*STUDY MATERIAL:*
*-*-*

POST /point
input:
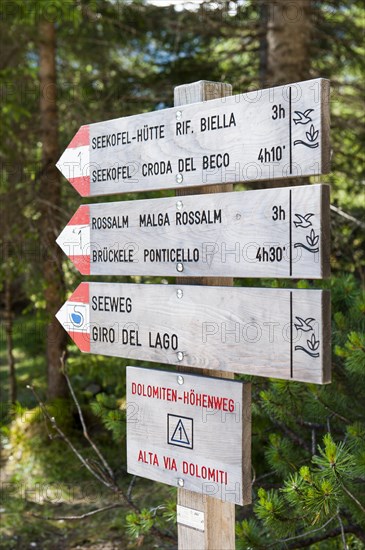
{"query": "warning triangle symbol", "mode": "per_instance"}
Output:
(180, 435)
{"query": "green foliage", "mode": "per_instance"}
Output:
(117, 58)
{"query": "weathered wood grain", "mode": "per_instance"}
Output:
(264, 135)
(265, 233)
(181, 425)
(277, 333)
(219, 517)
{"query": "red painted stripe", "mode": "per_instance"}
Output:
(82, 340)
(82, 137)
(82, 263)
(81, 294)
(82, 185)
(81, 216)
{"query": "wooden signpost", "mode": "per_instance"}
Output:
(206, 239)
(263, 135)
(190, 431)
(278, 333)
(265, 233)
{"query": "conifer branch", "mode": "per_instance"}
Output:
(82, 420)
(353, 529)
(60, 432)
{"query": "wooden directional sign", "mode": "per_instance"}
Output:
(278, 333)
(266, 233)
(190, 431)
(263, 135)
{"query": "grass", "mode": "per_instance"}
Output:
(41, 476)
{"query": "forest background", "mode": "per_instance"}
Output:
(64, 63)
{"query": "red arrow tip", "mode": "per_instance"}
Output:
(81, 138)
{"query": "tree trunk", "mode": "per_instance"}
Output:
(288, 39)
(49, 197)
(289, 30)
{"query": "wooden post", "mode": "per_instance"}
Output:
(219, 517)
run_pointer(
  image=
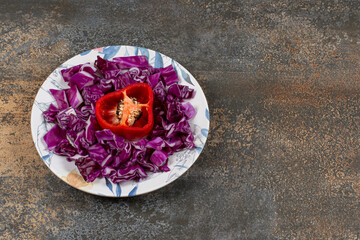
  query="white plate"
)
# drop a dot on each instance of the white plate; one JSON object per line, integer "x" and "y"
{"x": 178, "y": 163}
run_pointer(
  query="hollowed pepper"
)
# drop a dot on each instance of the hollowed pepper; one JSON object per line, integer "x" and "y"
{"x": 127, "y": 112}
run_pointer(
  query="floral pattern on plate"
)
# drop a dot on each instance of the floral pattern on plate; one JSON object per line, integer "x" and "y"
{"x": 178, "y": 163}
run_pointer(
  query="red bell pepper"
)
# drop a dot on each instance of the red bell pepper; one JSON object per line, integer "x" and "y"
{"x": 127, "y": 112}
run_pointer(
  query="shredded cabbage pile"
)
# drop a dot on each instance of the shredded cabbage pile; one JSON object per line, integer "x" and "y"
{"x": 99, "y": 153}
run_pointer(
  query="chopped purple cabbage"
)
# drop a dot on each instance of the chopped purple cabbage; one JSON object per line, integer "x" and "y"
{"x": 100, "y": 153}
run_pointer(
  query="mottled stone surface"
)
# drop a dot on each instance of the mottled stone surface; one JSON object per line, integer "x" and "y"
{"x": 282, "y": 80}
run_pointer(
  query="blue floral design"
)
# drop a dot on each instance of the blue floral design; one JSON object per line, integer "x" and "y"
{"x": 111, "y": 51}
{"x": 118, "y": 190}
{"x": 109, "y": 184}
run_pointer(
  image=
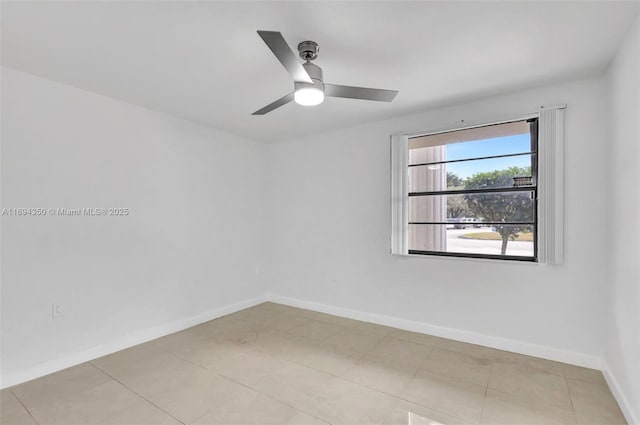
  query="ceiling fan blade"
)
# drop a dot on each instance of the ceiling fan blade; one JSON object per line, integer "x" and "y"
{"x": 285, "y": 55}
{"x": 336, "y": 90}
{"x": 274, "y": 105}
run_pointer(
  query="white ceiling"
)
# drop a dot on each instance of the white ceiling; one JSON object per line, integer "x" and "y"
{"x": 203, "y": 61}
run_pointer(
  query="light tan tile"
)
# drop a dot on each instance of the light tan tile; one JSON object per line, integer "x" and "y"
{"x": 351, "y": 341}
{"x": 12, "y": 412}
{"x": 315, "y": 330}
{"x": 355, "y": 325}
{"x": 328, "y": 398}
{"x": 400, "y": 351}
{"x": 583, "y": 374}
{"x": 532, "y": 384}
{"x": 383, "y": 375}
{"x": 59, "y": 386}
{"x": 140, "y": 413}
{"x": 415, "y": 337}
{"x": 149, "y": 375}
{"x": 282, "y": 346}
{"x": 193, "y": 395}
{"x": 448, "y": 395}
{"x": 317, "y": 356}
{"x": 250, "y": 407}
{"x": 464, "y": 366}
{"x": 504, "y": 409}
{"x": 245, "y": 368}
{"x": 90, "y": 406}
{"x": 405, "y": 413}
{"x": 594, "y": 404}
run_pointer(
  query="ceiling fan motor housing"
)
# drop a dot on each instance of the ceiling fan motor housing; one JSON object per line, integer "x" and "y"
{"x": 308, "y": 50}
{"x": 315, "y": 72}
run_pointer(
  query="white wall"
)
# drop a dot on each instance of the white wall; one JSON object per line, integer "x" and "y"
{"x": 189, "y": 246}
{"x": 622, "y": 348}
{"x": 331, "y": 226}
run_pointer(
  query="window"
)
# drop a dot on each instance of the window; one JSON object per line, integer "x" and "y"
{"x": 474, "y": 192}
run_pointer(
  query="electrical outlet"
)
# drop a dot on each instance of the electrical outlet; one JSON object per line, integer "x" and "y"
{"x": 56, "y": 311}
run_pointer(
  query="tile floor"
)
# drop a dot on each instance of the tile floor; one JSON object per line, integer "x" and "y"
{"x": 273, "y": 364}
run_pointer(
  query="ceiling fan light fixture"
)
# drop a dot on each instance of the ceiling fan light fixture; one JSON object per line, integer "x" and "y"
{"x": 308, "y": 96}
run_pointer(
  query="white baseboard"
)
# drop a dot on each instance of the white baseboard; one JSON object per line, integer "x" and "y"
{"x": 550, "y": 353}
{"x": 139, "y": 337}
{"x": 632, "y": 416}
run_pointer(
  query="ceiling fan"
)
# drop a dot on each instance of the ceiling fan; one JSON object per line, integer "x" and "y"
{"x": 309, "y": 87}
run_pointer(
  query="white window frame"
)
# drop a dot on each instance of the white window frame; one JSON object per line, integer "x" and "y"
{"x": 550, "y": 232}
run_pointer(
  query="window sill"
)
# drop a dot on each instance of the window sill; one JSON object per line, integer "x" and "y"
{"x": 467, "y": 259}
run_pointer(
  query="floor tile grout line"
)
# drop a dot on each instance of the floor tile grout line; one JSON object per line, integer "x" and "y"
{"x": 23, "y": 405}
{"x": 486, "y": 390}
{"x": 135, "y": 392}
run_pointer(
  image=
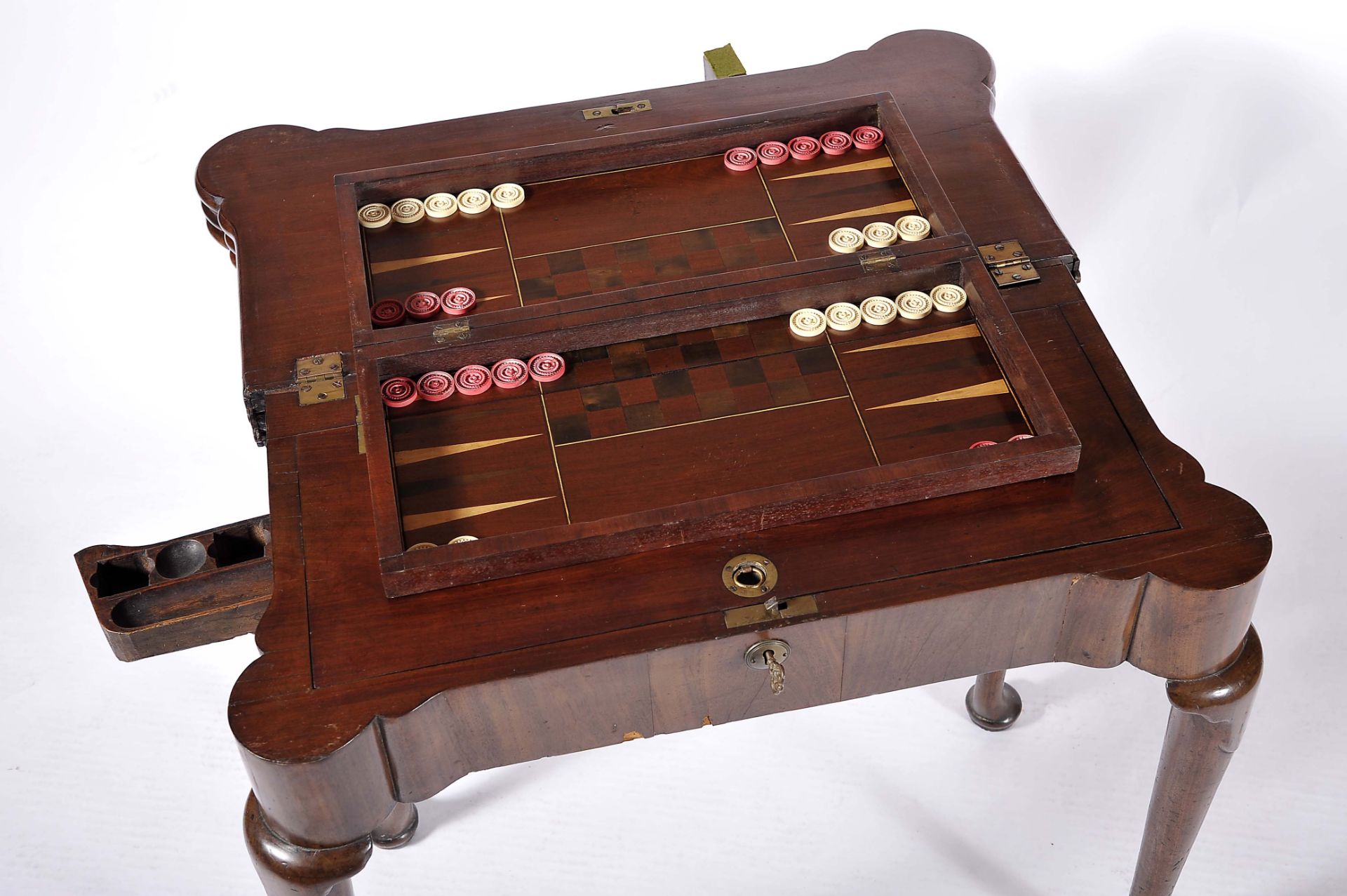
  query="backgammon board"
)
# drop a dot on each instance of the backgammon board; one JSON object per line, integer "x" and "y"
{"x": 582, "y": 420}
{"x": 660, "y": 278}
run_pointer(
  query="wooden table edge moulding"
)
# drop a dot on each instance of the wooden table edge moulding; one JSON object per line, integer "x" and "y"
{"x": 387, "y": 674}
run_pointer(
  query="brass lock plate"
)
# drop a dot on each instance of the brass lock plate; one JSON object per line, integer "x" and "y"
{"x": 617, "y": 108}
{"x": 749, "y": 575}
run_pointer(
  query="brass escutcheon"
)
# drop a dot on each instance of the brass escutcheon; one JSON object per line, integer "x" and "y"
{"x": 749, "y": 575}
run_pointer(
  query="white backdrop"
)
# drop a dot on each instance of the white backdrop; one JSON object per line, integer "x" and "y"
{"x": 1194, "y": 158}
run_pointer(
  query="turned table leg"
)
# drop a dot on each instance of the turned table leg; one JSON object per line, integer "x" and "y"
{"x": 1206, "y": 720}
{"x": 287, "y": 868}
{"x": 992, "y": 704}
{"x": 398, "y": 829}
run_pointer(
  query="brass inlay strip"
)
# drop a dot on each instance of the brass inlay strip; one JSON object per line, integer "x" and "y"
{"x": 638, "y": 239}
{"x": 967, "y": 332}
{"x": 777, "y": 216}
{"x": 551, "y": 442}
{"x": 426, "y": 521}
{"x": 869, "y": 165}
{"x": 852, "y": 395}
{"x": 996, "y": 387}
{"x": 509, "y": 253}
{"x": 711, "y": 420}
{"x": 902, "y": 205}
{"x": 417, "y": 456}
{"x": 635, "y": 168}
{"x": 383, "y": 267}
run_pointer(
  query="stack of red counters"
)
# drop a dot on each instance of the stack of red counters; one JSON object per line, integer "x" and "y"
{"x": 473, "y": 379}
{"x": 868, "y": 138}
{"x": 387, "y": 313}
{"x": 458, "y": 301}
{"x": 509, "y": 373}
{"x": 741, "y": 159}
{"x": 836, "y": 142}
{"x": 398, "y": 391}
{"x": 774, "y": 152}
{"x": 546, "y": 367}
{"x": 803, "y": 149}
{"x": 436, "y": 386}
{"x": 422, "y": 306}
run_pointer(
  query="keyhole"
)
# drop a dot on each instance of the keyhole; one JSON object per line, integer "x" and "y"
{"x": 749, "y": 575}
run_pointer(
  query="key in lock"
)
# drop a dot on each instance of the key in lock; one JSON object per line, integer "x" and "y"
{"x": 770, "y": 657}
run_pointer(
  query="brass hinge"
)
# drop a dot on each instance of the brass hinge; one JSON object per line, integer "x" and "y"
{"x": 617, "y": 108}
{"x": 1008, "y": 263}
{"x": 878, "y": 260}
{"x": 723, "y": 62}
{"x": 772, "y": 609}
{"x": 320, "y": 377}
{"x": 452, "y": 330}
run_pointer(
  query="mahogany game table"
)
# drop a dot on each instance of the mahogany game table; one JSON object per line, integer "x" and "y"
{"x": 692, "y": 514}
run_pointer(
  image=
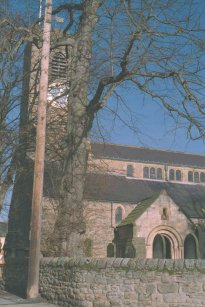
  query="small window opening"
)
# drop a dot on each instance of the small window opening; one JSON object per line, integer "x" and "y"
{"x": 152, "y": 173}
{"x": 159, "y": 173}
{"x": 130, "y": 170}
{"x": 59, "y": 67}
{"x": 202, "y": 177}
{"x": 164, "y": 214}
{"x": 146, "y": 172}
{"x": 178, "y": 175}
{"x": 171, "y": 174}
{"x": 196, "y": 177}
{"x": 190, "y": 176}
{"x": 118, "y": 215}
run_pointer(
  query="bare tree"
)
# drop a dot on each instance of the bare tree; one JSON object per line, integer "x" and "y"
{"x": 155, "y": 46}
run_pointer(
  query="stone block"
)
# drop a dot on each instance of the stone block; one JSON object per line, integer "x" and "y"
{"x": 175, "y": 298}
{"x": 191, "y": 287}
{"x": 168, "y": 288}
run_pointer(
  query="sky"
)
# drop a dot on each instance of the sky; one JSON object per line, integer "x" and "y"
{"x": 154, "y": 128}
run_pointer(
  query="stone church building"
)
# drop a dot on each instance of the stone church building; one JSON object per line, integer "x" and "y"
{"x": 141, "y": 202}
{"x": 138, "y": 202}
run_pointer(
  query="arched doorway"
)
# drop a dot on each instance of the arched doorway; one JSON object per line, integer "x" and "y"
{"x": 161, "y": 247}
{"x": 164, "y": 242}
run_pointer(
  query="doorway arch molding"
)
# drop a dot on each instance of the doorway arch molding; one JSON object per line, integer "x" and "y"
{"x": 177, "y": 248}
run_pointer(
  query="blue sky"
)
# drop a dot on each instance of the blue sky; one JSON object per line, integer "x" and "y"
{"x": 154, "y": 126}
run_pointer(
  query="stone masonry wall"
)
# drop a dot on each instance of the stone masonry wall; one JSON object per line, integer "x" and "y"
{"x": 117, "y": 282}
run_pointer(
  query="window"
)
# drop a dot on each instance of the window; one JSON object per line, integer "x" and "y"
{"x": 146, "y": 172}
{"x": 59, "y": 66}
{"x": 202, "y": 177}
{"x": 171, "y": 174}
{"x": 196, "y": 177}
{"x": 159, "y": 173}
{"x": 164, "y": 214}
{"x": 190, "y": 251}
{"x": 190, "y": 176}
{"x": 130, "y": 170}
{"x": 152, "y": 173}
{"x": 110, "y": 250}
{"x": 161, "y": 247}
{"x": 178, "y": 175}
{"x": 118, "y": 215}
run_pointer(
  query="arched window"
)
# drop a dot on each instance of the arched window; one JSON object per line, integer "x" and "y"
{"x": 190, "y": 251}
{"x": 146, "y": 172}
{"x": 59, "y": 66}
{"x": 118, "y": 215}
{"x": 161, "y": 247}
{"x": 110, "y": 250}
{"x": 202, "y": 177}
{"x": 152, "y": 173}
{"x": 196, "y": 177}
{"x": 159, "y": 173}
{"x": 190, "y": 176}
{"x": 178, "y": 175}
{"x": 130, "y": 170}
{"x": 171, "y": 174}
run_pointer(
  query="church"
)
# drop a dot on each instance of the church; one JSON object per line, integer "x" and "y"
{"x": 141, "y": 202}
{"x": 138, "y": 202}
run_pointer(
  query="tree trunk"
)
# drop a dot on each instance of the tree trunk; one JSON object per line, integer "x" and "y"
{"x": 68, "y": 236}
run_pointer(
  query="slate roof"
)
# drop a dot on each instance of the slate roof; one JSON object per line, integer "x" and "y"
{"x": 142, "y": 154}
{"x": 190, "y": 198}
{"x": 3, "y": 229}
{"x": 140, "y": 208}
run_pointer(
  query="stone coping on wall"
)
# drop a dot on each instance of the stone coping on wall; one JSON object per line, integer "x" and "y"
{"x": 160, "y": 265}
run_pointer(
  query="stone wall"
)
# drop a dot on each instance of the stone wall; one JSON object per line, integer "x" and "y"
{"x": 117, "y": 282}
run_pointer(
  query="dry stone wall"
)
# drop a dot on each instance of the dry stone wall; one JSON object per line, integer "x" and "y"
{"x": 117, "y": 282}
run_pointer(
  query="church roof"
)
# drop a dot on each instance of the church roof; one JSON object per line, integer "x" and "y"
{"x": 190, "y": 198}
{"x": 140, "y": 208}
{"x": 147, "y": 155}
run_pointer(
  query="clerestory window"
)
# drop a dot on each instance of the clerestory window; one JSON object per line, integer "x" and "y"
{"x": 59, "y": 67}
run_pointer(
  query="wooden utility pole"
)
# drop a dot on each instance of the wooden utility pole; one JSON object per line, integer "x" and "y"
{"x": 34, "y": 256}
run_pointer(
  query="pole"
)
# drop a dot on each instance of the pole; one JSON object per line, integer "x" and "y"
{"x": 34, "y": 255}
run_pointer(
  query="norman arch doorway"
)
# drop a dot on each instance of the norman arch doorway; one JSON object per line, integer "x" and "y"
{"x": 161, "y": 247}
{"x": 164, "y": 242}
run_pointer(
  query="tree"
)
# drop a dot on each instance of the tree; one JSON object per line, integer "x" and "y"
{"x": 14, "y": 32}
{"x": 153, "y": 45}
{"x": 157, "y": 46}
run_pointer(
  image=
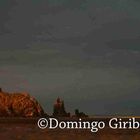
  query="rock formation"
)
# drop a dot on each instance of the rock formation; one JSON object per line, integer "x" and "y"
{"x": 59, "y": 109}
{"x": 19, "y": 105}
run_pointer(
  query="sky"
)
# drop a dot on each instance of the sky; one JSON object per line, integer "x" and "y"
{"x": 86, "y": 52}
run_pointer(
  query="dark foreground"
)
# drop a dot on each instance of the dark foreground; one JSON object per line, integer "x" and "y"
{"x": 27, "y": 129}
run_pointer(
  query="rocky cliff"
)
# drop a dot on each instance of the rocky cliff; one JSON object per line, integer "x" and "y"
{"x": 19, "y": 105}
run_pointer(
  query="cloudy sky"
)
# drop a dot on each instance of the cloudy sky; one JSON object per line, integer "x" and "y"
{"x": 85, "y": 51}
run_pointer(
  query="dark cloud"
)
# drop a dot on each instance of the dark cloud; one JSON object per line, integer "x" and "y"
{"x": 86, "y": 52}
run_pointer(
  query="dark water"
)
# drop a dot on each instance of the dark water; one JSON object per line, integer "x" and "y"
{"x": 29, "y": 131}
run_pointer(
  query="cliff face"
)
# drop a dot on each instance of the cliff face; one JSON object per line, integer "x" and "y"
{"x": 19, "y": 104}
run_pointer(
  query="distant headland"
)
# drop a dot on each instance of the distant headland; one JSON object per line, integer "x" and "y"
{"x": 23, "y": 105}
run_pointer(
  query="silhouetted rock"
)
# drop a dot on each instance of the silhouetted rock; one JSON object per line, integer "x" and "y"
{"x": 79, "y": 114}
{"x": 59, "y": 109}
{"x": 19, "y": 104}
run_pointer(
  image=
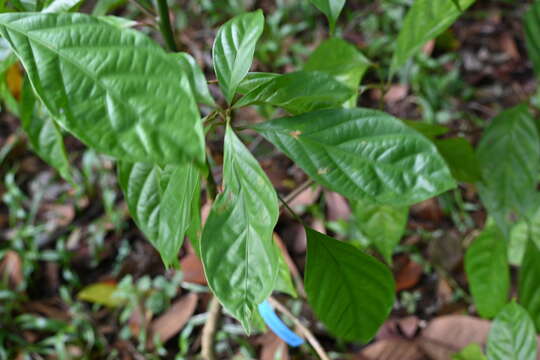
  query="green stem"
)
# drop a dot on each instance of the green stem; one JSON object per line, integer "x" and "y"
{"x": 165, "y": 24}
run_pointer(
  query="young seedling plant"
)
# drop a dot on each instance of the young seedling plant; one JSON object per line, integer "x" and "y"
{"x": 120, "y": 93}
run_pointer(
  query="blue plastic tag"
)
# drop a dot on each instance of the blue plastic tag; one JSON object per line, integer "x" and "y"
{"x": 277, "y": 326}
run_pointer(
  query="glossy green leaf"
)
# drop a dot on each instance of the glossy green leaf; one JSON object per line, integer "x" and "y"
{"x": 425, "y": 20}
{"x": 509, "y": 156}
{"x": 233, "y": 50}
{"x": 529, "y": 278}
{"x": 254, "y": 80}
{"x": 531, "y": 27}
{"x": 299, "y": 92}
{"x": 470, "y": 352}
{"x": 362, "y": 154}
{"x": 382, "y": 225}
{"x": 43, "y": 133}
{"x": 160, "y": 202}
{"x": 487, "y": 270}
{"x": 57, "y": 6}
{"x": 114, "y": 89}
{"x": 349, "y": 291}
{"x": 461, "y": 158}
{"x": 237, "y": 250}
{"x": 512, "y": 335}
{"x": 343, "y": 61}
{"x": 196, "y": 78}
{"x": 330, "y": 8}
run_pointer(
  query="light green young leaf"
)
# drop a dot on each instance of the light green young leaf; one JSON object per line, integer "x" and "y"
{"x": 343, "y": 61}
{"x": 382, "y": 225}
{"x": 114, "y": 89}
{"x": 362, "y": 154}
{"x": 487, "y": 270}
{"x": 160, "y": 202}
{"x": 196, "y": 78}
{"x": 512, "y": 335}
{"x": 57, "y": 6}
{"x": 531, "y": 26}
{"x": 43, "y": 134}
{"x": 299, "y": 92}
{"x": 349, "y": 291}
{"x": 529, "y": 277}
{"x": 330, "y": 8}
{"x": 254, "y": 80}
{"x": 233, "y": 50}
{"x": 461, "y": 158}
{"x": 239, "y": 256}
{"x": 470, "y": 352}
{"x": 509, "y": 156}
{"x": 425, "y": 21}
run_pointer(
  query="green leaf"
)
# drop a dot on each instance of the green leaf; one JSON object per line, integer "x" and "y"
{"x": 512, "y": 335}
{"x": 43, "y": 134}
{"x": 101, "y": 293}
{"x": 531, "y": 27}
{"x": 529, "y": 277}
{"x": 487, "y": 270}
{"x": 330, "y": 8}
{"x": 254, "y": 80}
{"x": 233, "y": 50}
{"x": 461, "y": 158}
{"x": 425, "y": 21}
{"x": 299, "y": 92}
{"x": 114, "y": 89}
{"x": 343, "y": 61}
{"x": 362, "y": 154}
{"x": 382, "y": 225}
{"x": 196, "y": 78}
{"x": 160, "y": 202}
{"x": 470, "y": 352}
{"x": 349, "y": 291}
{"x": 238, "y": 253}
{"x": 509, "y": 156}
{"x": 57, "y": 6}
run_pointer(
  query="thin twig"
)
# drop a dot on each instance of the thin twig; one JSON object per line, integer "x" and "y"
{"x": 209, "y": 330}
{"x": 312, "y": 340}
{"x": 165, "y": 24}
{"x": 294, "y": 194}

*-*-*

*TASK GOAL:* Please count the lines of the material above that contain "mode", and give only the number.

*ANSWER SPACE:* 12